**Short task:** Copy out each line in the rows below that contains the string "canopy". Case matters.

--- start ---

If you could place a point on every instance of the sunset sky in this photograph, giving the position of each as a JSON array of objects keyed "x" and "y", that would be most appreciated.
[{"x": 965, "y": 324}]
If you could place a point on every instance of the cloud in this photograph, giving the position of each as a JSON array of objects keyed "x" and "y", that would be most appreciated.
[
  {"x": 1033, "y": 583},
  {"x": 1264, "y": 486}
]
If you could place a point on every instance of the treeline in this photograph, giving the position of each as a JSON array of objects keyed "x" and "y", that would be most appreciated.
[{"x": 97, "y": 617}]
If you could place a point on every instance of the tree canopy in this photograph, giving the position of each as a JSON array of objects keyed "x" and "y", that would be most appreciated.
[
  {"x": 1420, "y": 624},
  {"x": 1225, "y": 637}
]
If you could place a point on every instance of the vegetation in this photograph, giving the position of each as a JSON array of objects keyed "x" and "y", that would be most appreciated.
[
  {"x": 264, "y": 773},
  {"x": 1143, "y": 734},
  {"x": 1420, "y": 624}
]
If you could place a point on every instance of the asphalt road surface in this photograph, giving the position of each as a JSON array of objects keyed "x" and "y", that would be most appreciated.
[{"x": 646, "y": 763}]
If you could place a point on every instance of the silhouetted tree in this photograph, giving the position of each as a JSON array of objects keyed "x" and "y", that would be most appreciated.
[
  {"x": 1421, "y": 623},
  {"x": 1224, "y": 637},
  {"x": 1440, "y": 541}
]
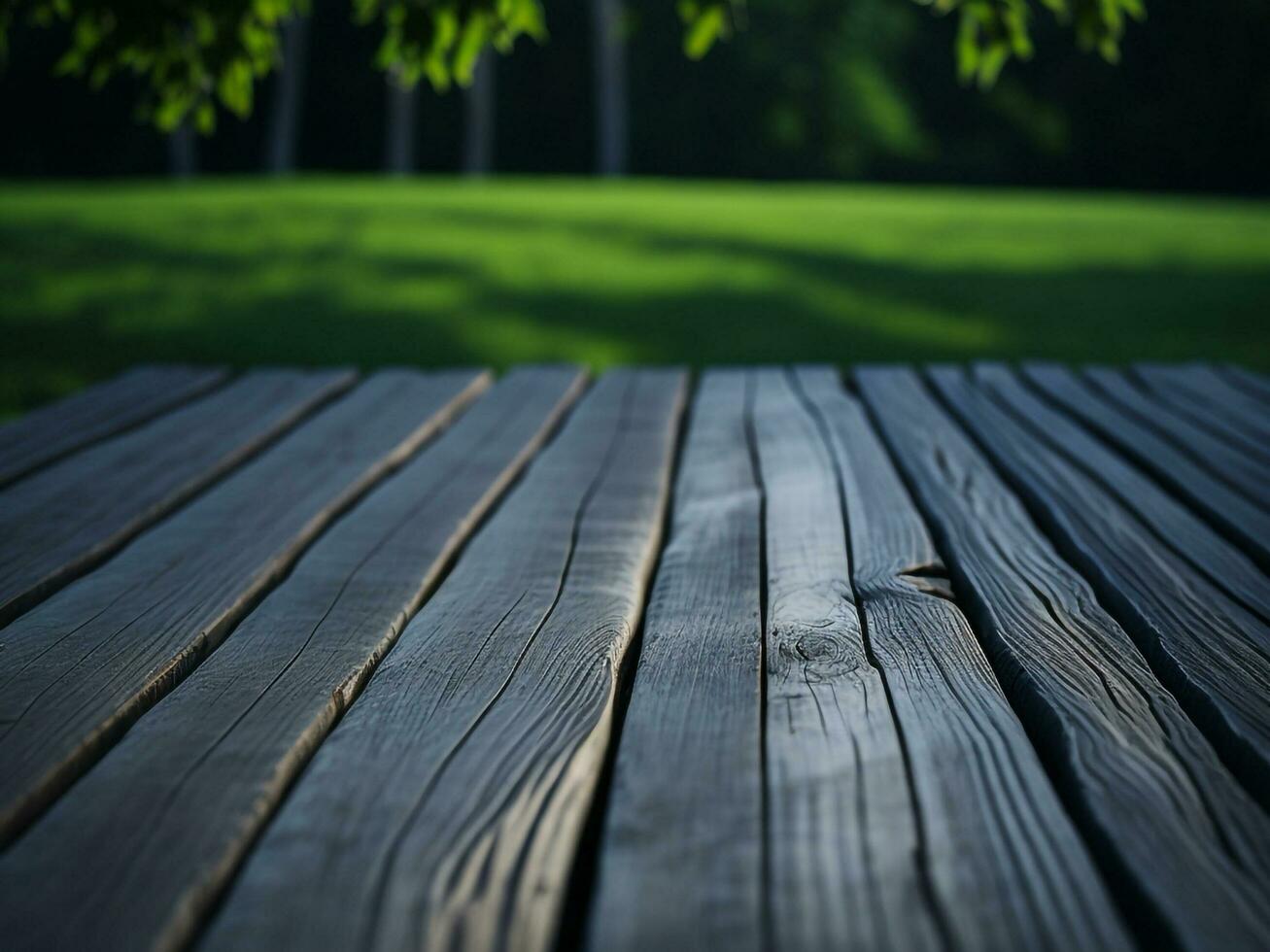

--- end ---

**Written solution:**
If you could place a point on every instance of the tree canopy in this photograph, giving the position of each as a JSON array of objects keyed "x" and "y", that would be most appreciated.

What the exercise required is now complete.